* [Exercise]: Exactly as written, transcribe the lines that run from the one containing "Detect taxi text" to the end of the records below.

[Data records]
════

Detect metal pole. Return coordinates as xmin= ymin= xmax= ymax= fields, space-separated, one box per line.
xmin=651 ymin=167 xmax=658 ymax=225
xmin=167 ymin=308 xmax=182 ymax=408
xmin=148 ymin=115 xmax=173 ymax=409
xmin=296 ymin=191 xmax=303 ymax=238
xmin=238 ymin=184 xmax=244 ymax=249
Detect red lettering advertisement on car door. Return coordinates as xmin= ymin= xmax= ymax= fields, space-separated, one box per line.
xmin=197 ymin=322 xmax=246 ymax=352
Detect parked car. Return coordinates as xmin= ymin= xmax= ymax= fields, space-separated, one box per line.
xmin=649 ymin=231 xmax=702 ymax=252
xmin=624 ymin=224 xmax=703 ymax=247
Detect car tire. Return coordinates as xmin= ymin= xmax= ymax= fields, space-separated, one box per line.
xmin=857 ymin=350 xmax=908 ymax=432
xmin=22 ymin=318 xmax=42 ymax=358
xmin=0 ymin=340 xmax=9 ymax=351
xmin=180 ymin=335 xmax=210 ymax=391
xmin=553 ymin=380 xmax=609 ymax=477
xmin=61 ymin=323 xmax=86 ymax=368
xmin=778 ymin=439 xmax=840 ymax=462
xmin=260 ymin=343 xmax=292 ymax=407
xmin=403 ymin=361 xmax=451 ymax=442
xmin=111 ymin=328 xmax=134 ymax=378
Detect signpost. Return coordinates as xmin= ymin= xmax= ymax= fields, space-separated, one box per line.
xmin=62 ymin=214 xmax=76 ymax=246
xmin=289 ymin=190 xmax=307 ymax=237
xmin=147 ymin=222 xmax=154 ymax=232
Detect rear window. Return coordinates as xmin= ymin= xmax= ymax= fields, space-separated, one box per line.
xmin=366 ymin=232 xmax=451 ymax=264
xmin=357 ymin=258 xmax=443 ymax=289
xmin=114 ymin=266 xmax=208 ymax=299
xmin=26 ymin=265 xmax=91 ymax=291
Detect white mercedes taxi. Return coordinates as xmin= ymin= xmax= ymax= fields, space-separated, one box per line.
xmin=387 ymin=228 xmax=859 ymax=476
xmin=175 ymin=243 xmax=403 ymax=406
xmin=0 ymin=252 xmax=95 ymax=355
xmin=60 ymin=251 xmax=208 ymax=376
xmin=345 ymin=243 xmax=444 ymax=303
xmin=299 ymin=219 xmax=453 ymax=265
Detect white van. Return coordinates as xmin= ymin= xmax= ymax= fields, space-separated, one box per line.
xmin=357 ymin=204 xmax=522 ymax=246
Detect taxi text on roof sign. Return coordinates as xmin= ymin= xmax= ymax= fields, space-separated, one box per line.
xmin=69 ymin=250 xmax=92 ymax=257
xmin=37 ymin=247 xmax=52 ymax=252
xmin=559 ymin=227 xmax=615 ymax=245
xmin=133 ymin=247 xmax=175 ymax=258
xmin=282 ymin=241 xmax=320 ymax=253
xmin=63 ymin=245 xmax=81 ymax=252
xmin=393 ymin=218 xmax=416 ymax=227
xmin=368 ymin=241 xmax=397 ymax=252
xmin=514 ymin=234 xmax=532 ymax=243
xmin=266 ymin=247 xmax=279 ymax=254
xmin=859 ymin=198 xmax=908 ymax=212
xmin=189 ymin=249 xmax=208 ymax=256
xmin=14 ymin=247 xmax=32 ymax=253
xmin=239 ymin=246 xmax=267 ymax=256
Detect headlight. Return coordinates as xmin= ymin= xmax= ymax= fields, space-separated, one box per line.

════

* [Written answer]:
Detect taxi text on roof sign. Return coordinates as xmin= ymin= xmax= ymax= fields, space-separated, one box per line.
xmin=69 ymin=250 xmax=92 ymax=257
xmin=37 ymin=247 xmax=52 ymax=252
xmin=559 ymin=227 xmax=615 ymax=245
xmin=133 ymin=247 xmax=175 ymax=258
xmin=282 ymin=241 xmax=320 ymax=253
xmin=63 ymin=245 xmax=81 ymax=252
xmin=393 ymin=218 xmax=416 ymax=227
xmin=368 ymin=241 xmax=397 ymax=252
xmin=514 ymin=234 xmax=532 ymax=243
xmin=266 ymin=247 xmax=279 ymax=254
xmin=859 ymin=198 xmax=908 ymax=212
xmin=189 ymin=249 xmax=208 ymax=256
xmin=14 ymin=247 xmax=32 ymax=253
xmin=239 ymin=246 xmax=267 ymax=256
Detect headlight. Return coordinates as xmin= ymin= xmax= ymax= fields, space-separated, one box per line.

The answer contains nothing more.